**Supplied material:**
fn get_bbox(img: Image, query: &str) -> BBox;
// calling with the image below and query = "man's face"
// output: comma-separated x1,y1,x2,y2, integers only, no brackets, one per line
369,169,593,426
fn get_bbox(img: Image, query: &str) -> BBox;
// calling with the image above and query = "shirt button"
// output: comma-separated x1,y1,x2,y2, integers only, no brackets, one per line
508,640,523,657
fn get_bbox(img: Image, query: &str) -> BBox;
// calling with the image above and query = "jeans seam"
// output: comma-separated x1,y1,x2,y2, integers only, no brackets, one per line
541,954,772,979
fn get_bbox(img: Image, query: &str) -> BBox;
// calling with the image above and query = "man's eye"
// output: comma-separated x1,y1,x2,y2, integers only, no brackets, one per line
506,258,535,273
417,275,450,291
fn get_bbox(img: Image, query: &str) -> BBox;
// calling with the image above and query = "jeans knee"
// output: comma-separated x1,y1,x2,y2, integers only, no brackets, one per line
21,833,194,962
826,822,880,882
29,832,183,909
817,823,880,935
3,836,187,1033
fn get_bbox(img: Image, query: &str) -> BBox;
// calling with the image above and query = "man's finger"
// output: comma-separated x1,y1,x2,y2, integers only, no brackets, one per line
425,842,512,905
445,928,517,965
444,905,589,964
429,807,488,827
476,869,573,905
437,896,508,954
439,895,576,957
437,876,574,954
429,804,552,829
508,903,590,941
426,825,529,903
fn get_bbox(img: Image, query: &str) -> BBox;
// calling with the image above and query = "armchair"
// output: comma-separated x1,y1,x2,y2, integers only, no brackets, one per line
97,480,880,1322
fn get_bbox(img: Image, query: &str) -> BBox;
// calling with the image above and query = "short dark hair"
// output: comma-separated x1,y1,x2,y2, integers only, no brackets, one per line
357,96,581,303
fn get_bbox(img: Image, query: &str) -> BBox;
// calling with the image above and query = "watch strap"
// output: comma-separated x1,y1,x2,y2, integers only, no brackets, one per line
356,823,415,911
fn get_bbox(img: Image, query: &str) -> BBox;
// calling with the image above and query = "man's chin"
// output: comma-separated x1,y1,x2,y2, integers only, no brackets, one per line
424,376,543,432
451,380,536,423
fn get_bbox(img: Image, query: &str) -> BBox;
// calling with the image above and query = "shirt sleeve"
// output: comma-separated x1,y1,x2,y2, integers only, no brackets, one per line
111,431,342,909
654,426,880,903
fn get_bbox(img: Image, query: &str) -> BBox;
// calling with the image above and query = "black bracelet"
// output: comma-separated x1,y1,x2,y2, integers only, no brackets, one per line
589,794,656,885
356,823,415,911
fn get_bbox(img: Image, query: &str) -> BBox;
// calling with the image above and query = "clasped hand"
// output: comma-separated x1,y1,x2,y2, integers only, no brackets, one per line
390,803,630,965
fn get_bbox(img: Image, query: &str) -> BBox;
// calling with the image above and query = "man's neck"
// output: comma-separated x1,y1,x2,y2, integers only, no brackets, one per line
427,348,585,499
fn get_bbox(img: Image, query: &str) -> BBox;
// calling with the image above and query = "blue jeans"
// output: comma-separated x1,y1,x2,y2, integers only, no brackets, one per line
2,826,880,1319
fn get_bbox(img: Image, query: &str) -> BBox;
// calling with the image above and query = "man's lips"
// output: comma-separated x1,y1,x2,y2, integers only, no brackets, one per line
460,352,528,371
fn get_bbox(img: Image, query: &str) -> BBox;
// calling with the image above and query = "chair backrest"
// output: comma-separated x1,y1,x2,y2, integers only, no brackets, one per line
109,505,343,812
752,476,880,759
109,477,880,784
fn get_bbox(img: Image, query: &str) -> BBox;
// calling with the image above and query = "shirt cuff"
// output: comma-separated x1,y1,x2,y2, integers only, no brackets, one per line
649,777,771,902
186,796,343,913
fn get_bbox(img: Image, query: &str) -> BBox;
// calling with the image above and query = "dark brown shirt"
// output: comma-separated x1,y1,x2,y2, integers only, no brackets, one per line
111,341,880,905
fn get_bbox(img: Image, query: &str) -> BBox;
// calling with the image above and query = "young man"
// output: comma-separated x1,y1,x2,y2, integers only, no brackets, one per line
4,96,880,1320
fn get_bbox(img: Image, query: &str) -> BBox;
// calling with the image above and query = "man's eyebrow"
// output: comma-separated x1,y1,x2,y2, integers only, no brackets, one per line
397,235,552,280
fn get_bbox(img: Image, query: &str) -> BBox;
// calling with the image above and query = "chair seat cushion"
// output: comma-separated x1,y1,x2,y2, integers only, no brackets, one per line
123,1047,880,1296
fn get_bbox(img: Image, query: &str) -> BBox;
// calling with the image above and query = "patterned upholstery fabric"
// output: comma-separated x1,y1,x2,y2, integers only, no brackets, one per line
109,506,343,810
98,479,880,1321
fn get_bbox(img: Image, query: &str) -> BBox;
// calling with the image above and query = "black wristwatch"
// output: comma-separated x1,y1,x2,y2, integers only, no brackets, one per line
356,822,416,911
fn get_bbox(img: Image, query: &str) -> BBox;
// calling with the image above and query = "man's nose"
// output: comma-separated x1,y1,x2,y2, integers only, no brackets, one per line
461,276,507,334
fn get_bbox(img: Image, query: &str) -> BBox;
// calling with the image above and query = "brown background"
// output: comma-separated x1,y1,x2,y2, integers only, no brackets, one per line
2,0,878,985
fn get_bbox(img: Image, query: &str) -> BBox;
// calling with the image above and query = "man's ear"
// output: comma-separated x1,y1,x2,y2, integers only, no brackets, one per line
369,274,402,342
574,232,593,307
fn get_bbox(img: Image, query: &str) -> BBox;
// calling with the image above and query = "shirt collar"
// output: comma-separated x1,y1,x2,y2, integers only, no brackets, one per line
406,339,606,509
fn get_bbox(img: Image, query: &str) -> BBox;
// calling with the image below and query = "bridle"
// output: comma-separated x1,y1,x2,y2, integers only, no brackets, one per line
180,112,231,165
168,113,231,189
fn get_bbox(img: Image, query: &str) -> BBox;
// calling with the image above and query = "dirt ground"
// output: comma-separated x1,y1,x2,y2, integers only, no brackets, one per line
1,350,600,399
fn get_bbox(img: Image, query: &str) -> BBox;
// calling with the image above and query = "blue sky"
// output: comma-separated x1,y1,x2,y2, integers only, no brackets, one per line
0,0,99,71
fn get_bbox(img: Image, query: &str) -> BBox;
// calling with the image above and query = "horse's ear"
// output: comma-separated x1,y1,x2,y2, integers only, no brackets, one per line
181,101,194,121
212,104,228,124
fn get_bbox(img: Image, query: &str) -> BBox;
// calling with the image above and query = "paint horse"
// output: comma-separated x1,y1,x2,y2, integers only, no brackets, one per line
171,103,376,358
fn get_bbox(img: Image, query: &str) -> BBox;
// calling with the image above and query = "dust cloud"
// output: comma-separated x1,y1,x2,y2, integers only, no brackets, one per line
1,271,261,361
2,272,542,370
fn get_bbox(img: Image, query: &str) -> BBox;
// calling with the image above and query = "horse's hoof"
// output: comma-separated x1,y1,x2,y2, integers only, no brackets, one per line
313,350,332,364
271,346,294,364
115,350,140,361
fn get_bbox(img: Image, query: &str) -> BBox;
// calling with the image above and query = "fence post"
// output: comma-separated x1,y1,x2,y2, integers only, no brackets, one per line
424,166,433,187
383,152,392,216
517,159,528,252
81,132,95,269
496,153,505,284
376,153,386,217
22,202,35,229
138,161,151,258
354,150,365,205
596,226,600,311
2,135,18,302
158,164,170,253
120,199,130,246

**Work required:** Look through the material and copy each line that has "jeans".

**Expected output:**
// calling with the image above and query = "jeans seam"
// calling with the image above and query = "jeans knee"
// calling with the image above and query = "blue jeans"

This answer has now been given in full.